(Dataset excerpts on object pointing)
**********

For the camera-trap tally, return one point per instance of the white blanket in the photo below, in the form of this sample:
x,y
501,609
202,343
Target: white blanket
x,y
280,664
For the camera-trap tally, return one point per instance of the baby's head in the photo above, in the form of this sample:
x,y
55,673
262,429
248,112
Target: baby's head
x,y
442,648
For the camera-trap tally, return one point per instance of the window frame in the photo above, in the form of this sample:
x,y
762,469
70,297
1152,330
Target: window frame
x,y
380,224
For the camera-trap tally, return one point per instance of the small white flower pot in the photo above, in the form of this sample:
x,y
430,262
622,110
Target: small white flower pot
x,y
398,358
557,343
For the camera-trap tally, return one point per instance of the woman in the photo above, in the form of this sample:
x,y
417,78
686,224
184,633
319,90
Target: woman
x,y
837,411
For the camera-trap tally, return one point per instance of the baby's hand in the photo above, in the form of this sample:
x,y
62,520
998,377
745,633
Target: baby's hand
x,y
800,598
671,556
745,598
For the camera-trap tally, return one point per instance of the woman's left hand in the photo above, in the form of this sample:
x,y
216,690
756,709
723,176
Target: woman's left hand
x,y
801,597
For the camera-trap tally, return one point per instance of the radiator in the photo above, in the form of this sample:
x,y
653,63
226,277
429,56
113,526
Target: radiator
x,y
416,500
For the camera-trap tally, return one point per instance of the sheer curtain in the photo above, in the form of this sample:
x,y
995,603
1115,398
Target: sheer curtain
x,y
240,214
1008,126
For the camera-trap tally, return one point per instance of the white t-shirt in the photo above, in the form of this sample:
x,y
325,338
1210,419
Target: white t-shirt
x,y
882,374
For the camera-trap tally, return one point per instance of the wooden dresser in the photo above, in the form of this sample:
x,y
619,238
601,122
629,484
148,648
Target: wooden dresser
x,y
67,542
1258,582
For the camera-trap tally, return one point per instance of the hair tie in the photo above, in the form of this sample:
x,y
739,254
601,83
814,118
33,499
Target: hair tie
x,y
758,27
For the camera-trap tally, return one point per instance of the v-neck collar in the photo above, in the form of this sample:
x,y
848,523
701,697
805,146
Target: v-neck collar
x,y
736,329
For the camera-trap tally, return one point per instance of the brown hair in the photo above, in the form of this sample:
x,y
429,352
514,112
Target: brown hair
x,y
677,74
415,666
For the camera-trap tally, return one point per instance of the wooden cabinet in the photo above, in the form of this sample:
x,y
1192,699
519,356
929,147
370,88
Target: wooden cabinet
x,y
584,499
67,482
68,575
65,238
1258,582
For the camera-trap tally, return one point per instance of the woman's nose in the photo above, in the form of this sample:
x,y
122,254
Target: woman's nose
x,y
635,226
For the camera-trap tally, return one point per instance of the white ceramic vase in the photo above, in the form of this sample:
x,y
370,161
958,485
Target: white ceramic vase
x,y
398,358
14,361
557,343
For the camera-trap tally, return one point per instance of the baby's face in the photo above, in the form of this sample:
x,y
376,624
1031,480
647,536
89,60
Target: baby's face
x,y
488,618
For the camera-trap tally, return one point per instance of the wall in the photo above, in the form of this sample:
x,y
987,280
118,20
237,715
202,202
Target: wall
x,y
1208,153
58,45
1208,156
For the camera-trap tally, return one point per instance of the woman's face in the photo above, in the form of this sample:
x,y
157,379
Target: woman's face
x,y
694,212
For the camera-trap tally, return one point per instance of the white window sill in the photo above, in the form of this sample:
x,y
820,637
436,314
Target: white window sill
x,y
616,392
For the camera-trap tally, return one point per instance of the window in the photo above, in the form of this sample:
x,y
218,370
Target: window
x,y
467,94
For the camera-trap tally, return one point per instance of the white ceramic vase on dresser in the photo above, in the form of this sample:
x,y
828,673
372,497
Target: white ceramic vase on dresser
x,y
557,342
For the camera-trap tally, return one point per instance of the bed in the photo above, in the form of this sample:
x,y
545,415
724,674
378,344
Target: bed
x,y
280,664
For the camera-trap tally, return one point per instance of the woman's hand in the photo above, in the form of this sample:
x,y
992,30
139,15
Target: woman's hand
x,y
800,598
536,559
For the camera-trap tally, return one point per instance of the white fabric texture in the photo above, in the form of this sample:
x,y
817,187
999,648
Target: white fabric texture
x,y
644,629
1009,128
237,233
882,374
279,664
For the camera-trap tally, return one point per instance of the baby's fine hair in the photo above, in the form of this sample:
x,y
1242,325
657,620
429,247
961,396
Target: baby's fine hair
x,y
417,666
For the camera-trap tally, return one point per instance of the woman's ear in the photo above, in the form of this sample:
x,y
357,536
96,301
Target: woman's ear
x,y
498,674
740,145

**********

▶ **What to work on**: Retype the material in full. Each word must match.

▶ **Exercise solution**:
For the camera-trap tally, return one point per instance of the white blanket in the photo below, in the form of this sample:
x,y
501,609
202,343
Target: white blanket
x,y
280,664
For the camera-trap tally, return one point per instance of the baby's head in the photo above, in the form of this sample:
x,y
55,673
262,429
248,112
Target: baby's head
x,y
442,648
For the camera-trap tally, return one point per instance of the window frame in the photo above, in the form of this sample:
x,y
762,469
70,297
1152,330
Target: window frame
x,y
380,224
For the camera-trap tally, return one point per instance of the small white flower pot in the photo above, in the form of this sample:
x,y
430,262
622,110
Target: small white flower pot
x,y
398,358
557,343
For the camera-trap tally, return one point per instance of the woman in the photo above, in the form of this sample:
x,y
417,78
686,224
184,633
319,90
Target: woman
x,y
837,411
For the camera-trap tally, return one point per instance of the baby's hand in the photo above, in the form of this sample:
x,y
62,520
998,377
745,633
Target: baby's hand
x,y
800,598
671,556
745,598
For the camera-trap tally, return one point per instance of the woman's left hand in the photo above, in the form of this sample:
x,y
216,690
756,709
723,176
Target: woman's left hand
x,y
801,597
For the camera-trap tally, return one point per instance of the radiator in the photo above, in the form of this sample:
x,y
653,63
226,277
429,56
113,526
Target: radiator
x,y
416,500
For the camera-trap tally, return one point per instance of the sheer curtain in the photo above, in the form of this sample:
x,y
995,603
1115,398
Target: sheer curtain
x,y
240,214
1008,126
For the camera-trap tally, return one point per instance of the white t-shirt in the photo above, in the form of this sample:
x,y
325,338
1210,419
Target: white t-shirt
x,y
882,374
For the camera-trap tally, return one point per instance of the wooden dresser in the photo above, in the form of this sample:
x,y
619,238
601,122
629,484
148,648
Target: wooden dresser
x,y
67,542
1258,582
For the camera-trap tally, return one point per instance of the hair tie in the photo above, in the form of this sample:
x,y
739,254
601,83
814,118
33,499
Target: hair tie
x,y
758,27
For the camera-trap tally, return one point per instance of the v-neck collar in the photo above, in the form of this sample:
x,y
848,523
701,697
805,146
Target: v-neck collar
x,y
736,329
For the camera-trap tally, return one point per instance of the brown hair in the photo above, in the form of this sample:
x,y
429,352
514,112
Target: brown hair
x,y
677,74
415,666
For the camera-trap tally, return one point per instance of the wooden cabinet in the photo above, in the form of this sample:
x,y
1192,699
519,356
929,147
370,88
Target: wooden cabinet
x,y
584,499
67,482
68,575
65,238
1258,582
For the camera-trap tally, return one point per instance of the woman's nose in the photo above, in the form of this sample:
x,y
122,254
Target: woman's nose
x,y
635,226
For the camera-trap tally, return one point per instance of the white ceramic vase in the photo above, in the form of this sample:
x,y
370,161
958,485
Target: white ceramic vase
x,y
398,358
14,361
557,343
For the camera-trap tally, return one point per instance of the baby's face in the photo above, in the form of this sample:
x,y
376,624
1031,480
647,536
89,60
Target: baby's face
x,y
488,618
For the camera-trap tally, return one point per instance of the wall in the photo above, in the form of this sample:
x,y
987,280
118,20
237,715
202,202
Target: wall
x,y
1208,153
58,45
1208,156
For the camera-trap tally, return one point per instance of the woman's face in the photo above, in the form of this sample:
x,y
157,379
Target: woman's face
x,y
694,212
For the camera-trap tally, return one point per instance of the white window sill in the photo above, in the form of this sample:
x,y
820,637
436,314
Target: white window sill
x,y
616,392
For the camera-trap tally, return one point per instance of the window in the photo above, in the form of this sample:
x,y
218,370
Target: window
x,y
467,94
For the camera-trap tally, return one point per instance of the white ceramic vase on dresser in the photo above, in the form of this sample:
x,y
828,673
372,497
Target: white ceramic vase on dresser
x,y
557,342
For the camera-trap tally, return one point per instance of the bed in the photo above, in the form of this sample:
x,y
545,415
724,674
378,344
Target: bed
x,y
280,664
For the camera-trap tally, return one point per instance of the woman's hand in the photo above, in the form of this sample:
x,y
992,30
139,15
Target: woman's hand
x,y
800,598
536,559
For the camera-trap tally, return one point per instance of the white fabric texture in the photo above, in the form of this sample:
x,y
817,187
999,648
Target: white fabric texture
x,y
644,629
1009,128
237,233
882,374
279,664
For the camera-trap tally, return one point per instance of the baby's fine hair in the photo above, in the form of this sample:
x,y
1242,325
657,620
429,247
961,396
Target: baby's fine hair
x,y
417,666
For the camera-trap tally, return one point per instance of the woman's ear in the photo above, in the form of this sample:
x,y
357,536
96,301
Target: woman's ear
x,y
498,674
740,145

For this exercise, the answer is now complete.